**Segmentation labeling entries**

::::::::

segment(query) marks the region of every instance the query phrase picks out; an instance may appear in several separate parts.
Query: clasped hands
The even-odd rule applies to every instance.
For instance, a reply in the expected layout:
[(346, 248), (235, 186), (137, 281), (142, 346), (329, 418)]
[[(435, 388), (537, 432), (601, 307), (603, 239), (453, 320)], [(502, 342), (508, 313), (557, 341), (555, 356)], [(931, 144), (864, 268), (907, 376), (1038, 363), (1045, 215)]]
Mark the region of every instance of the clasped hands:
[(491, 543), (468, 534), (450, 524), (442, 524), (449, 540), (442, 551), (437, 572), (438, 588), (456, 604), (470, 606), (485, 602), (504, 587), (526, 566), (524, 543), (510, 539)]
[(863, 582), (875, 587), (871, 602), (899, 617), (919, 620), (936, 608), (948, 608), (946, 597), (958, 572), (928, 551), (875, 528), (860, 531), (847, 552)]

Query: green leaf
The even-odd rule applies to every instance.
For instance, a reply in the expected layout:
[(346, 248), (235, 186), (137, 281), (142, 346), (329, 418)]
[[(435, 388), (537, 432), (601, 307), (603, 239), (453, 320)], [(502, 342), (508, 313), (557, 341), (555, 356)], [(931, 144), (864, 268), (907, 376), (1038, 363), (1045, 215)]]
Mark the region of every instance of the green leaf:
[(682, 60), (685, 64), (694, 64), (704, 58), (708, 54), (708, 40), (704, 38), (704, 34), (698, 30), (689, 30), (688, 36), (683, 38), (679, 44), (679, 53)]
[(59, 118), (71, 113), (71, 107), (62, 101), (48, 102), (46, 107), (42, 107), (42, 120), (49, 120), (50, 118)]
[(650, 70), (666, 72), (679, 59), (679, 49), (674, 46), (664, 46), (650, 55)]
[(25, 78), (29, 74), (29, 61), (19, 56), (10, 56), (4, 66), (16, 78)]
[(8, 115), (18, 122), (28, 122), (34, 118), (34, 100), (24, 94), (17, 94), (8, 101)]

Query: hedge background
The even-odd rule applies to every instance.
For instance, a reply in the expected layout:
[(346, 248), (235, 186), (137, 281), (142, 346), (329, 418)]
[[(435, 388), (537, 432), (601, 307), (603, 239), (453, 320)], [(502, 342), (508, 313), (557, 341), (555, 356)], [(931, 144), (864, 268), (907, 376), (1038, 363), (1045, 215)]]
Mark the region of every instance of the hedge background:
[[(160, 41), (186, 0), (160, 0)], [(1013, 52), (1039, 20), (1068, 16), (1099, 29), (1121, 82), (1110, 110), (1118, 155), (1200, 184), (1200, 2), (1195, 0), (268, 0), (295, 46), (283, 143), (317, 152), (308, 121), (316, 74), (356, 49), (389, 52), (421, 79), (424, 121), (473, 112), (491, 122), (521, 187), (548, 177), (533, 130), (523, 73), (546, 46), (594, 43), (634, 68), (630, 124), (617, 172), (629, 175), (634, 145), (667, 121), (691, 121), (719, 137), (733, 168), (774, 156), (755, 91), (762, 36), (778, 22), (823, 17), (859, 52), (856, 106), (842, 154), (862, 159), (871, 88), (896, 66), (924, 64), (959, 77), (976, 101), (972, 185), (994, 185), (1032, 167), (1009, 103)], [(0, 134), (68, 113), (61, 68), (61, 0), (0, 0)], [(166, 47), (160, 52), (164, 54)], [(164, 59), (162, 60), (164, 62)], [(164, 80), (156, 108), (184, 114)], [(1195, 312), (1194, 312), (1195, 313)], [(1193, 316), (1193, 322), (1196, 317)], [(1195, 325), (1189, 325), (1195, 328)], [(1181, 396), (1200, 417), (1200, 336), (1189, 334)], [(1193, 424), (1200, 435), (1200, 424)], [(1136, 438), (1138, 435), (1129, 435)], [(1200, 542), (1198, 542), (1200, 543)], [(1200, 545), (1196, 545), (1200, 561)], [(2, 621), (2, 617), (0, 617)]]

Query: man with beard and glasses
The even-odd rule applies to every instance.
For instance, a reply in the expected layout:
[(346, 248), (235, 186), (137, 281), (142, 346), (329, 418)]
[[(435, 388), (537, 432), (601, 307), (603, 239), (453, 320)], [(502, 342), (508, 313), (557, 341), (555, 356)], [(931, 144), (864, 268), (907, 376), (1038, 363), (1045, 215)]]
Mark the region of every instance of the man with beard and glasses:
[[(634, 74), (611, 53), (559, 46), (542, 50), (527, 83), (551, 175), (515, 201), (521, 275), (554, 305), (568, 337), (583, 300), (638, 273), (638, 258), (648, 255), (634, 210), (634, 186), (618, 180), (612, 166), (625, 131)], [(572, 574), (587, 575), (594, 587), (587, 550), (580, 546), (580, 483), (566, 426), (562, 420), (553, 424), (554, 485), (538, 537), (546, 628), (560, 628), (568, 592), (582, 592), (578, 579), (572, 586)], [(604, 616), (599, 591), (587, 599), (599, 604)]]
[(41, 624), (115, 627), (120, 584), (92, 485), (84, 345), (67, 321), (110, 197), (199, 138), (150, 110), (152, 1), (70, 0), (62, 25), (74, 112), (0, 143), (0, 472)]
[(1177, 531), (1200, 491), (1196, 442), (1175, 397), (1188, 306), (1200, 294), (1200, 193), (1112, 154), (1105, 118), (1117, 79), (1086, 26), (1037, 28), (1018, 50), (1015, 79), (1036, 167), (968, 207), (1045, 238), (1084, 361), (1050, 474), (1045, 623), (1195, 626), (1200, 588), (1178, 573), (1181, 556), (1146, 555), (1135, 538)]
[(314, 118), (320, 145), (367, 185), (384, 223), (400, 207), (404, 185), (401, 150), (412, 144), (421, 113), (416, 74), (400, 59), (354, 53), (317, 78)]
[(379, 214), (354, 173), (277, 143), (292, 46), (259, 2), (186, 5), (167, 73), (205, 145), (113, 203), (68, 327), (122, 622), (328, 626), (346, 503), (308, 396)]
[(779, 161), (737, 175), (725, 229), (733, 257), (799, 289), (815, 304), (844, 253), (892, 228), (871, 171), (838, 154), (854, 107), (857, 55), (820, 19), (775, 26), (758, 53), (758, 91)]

::::::::

**Stated goal**
Render the data above as a JSON list of strings with one string per line, omitting blank lines.

**Correct response**
[
  "segment(query) marks the region of every instance the query phrase picks out; an instance may appear in several separate parts.",
  "Query: clasped hands",
  "The even-odd rule applies to every instance.",
  "For instance, a reply in the expected layout:",
  "[(346, 248), (235, 186), (137, 281), (142, 346), (329, 418)]",
  "[[(435, 388), (537, 432), (601, 307), (603, 239), (453, 320)], [(502, 342), (508, 313), (557, 341), (555, 356)], [(931, 144), (864, 268), (907, 376), (1038, 363), (1045, 215)]]",
  "Mark the region of every instance of the clasped hands:",
  "[(491, 543), (468, 534), (450, 524), (442, 524), (449, 540), (442, 551), (437, 572), (438, 588), (456, 604), (470, 606), (485, 602), (504, 587), (526, 566), (524, 543), (510, 539)]",
  "[(863, 582), (875, 587), (871, 602), (899, 617), (919, 620), (936, 608), (948, 608), (946, 597), (958, 572), (928, 551), (875, 528), (860, 531), (847, 552)]",
  "Query: green leaf",
  "The even-odd rule applies to every instance.",
  "For instance, a reply in the expected layout:",
  "[(346, 248), (235, 186), (137, 281), (142, 346), (329, 418)]",
  "[[(435, 388), (537, 432), (601, 307), (603, 239), (453, 320)], [(502, 342), (508, 313), (557, 341), (555, 356)], [(931, 144), (864, 268), (907, 376), (1038, 363), (1045, 215)]]",
  "Mark the region of every instance of the green leaf:",
  "[(682, 60), (685, 64), (694, 64), (704, 58), (708, 54), (708, 40), (704, 38), (704, 34), (698, 30), (689, 30), (688, 36), (683, 38), (679, 44), (679, 53)]",
  "[(59, 118), (71, 113), (71, 107), (62, 101), (48, 102), (46, 107), (42, 107), (42, 120), (49, 120), (50, 118)]",
  "[(650, 70), (666, 72), (679, 59), (679, 49), (674, 46), (664, 46), (650, 55)]",
  "[(25, 78), (29, 74), (29, 61), (19, 56), (10, 56), (4, 66), (16, 78)]",
  "[(8, 115), (18, 122), (28, 122), (34, 118), (34, 100), (24, 94), (17, 94), (8, 101)]",
  "Query: hedge background",
  "The even-odd rule applies to every instance.",
  "For instance, a reply in the expected layout:",
  "[(346, 248), (235, 186), (137, 281), (142, 346), (329, 418)]",
  "[[(435, 388), (537, 432), (601, 307), (603, 239), (453, 320)], [(502, 342), (508, 313), (557, 341), (555, 356)], [(931, 144), (864, 268), (907, 376), (1038, 363), (1045, 215)]]",
  "Mark the region of every instance of the hedge background:",
  "[[(160, 41), (186, 0), (160, 0)], [(1013, 52), (1039, 20), (1068, 16), (1099, 29), (1121, 82), (1110, 110), (1118, 155), (1200, 184), (1200, 2), (1195, 0), (268, 0), (295, 46), (283, 143), (317, 152), (308, 121), (316, 74), (356, 49), (389, 52), (421, 79), (424, 121), (473, 112), (491, 122), (521, 187), (548, 177), (533, 130), (523, 73), (546, 46), (594, 43), (634, 68), (630, 124), (617, 172), (629, 175), (634, 145), (667, 121), (691, 121), (719, 137), (733, 168), (774, 156), (755, 91), (762, 36), (778, 22), (823, 17), (859, 52), (856, 106), (842, 154), (862, 159), (871, 88), (896, 66), (924, 64), (959, 77), (976, 101), (972, 185), (994, 185), (1032, 167), (1009, 103)], [(0, 134), (68, 113), (61, 68), (61, 0), (0, 0)], [(166, 47), (160, 52), (164, 54)], [(164, 59), (162, 60), (164, 62)], [(164, 80), (156, 108), (184, 114)], [(1195, 312), (1194, 312), (1195, 313)], [(1193, 316), (1193, 322), (1196, 317)], [(1195, 325), (1189, 325), (1195, 328)], [(1181, 396), (1200, 417), (1200, 336), (1189, 334)], [(1193, 424), (1200, 435), (1200, 424)], [(1136, 438), (1138, 435), (1129, 435)], [(1200, 542), (1198, 542), (1200, 543)], [(1200, 545), (1196, 545), (1200, 561)], [(2, 621), (2, 617), (0, 617)]]",
  "Query: man with beard and glasses",
  "The even-odd rule applies to every instance.",
  "For instance, a reply in the expected layout:",
  "[(346, 248), (235, 186), (137, 281), (142, 346), (329, 418)]",
  "[[(435, 388), (537, 432), (601, 307), (603, 239), (453, 320)], [(502, 342), (508, 313), (557, 341), (555, 356)], [(931, 144), (864, 268), (907, 376), (1038, 363), (1045, 215)]]",
  "Mark the region of every instance of the man with beard and glasses:",
  "[[(634, 74), (611, 53), (559, 46), (542, 50), (527, 83), (551, 175), (515, 201), (521, 275), (554, 305), (568, 337), (583, 300), (638, 273), (638, 258), (648, 255), (634, 210), (634, 186), (618, 180), (612, 166), (625, 131)], [(572, 574), (587, 575), (594, 587), (587, 550), (580, 546), (580, 483), (566, 426), (562, 420), (553, 424), (554, 485), (538, 537), (546, 628), (560, 628), (568, 592), (582, 592), (578, 579), (572, 586)], [(604, 616), (599, 591), (587, 599), (599, 604)]]",
  "[(41, 624), (115, 627), (120, 584), (92, 485), (84, 345), (67, 321), (110, 197), (199, 138), (150, 110), (152, 1), (70, 0), (62, 25), (74, 112), (0, 143), (0, 472)]",
  "[(1177, 531), (1200, 491), (1196, 442), (1175, 397), (1188, 306), (1200, 294), (1200, 193), (1112, 154), (1105, 118), (1117, 79), (1086, 26), (1037, 28), (1018, 50), (1015, 79), (1036, 167), (968, 207), (1045, 238), (1084, 361), (1050, 474), (1045, 623), (1195, 626), (1200, 588), (1178, 573), (1181, 556), (1146, 555), (1135, 538)]",
  "[(314, 118), (320, 145), (367, 185), (384, 223), (400, 207), (404, 185), (401, 150), (412, 144), (421, 113), (416, 74), (400, 59), (354, 53), (317, 78)]",
  "[(379, 214), (354, 173), (277, 143), (292, 46), (259, 2), (186, 5), (167, 73), (205, 145), (113, 203), (68, 327), (122, 622), (328, 626), (346, 503), (308, 396)]",
  "[(779, 161), (737, 175), (725, 229), (733, 257), (799, 289), (815, 304), (844, 253), (892, 228), (871, 171), (838, 154), (854, 107), (857, 55), (820, 19), (775, 26), (758, 53), (758, 91)]"
]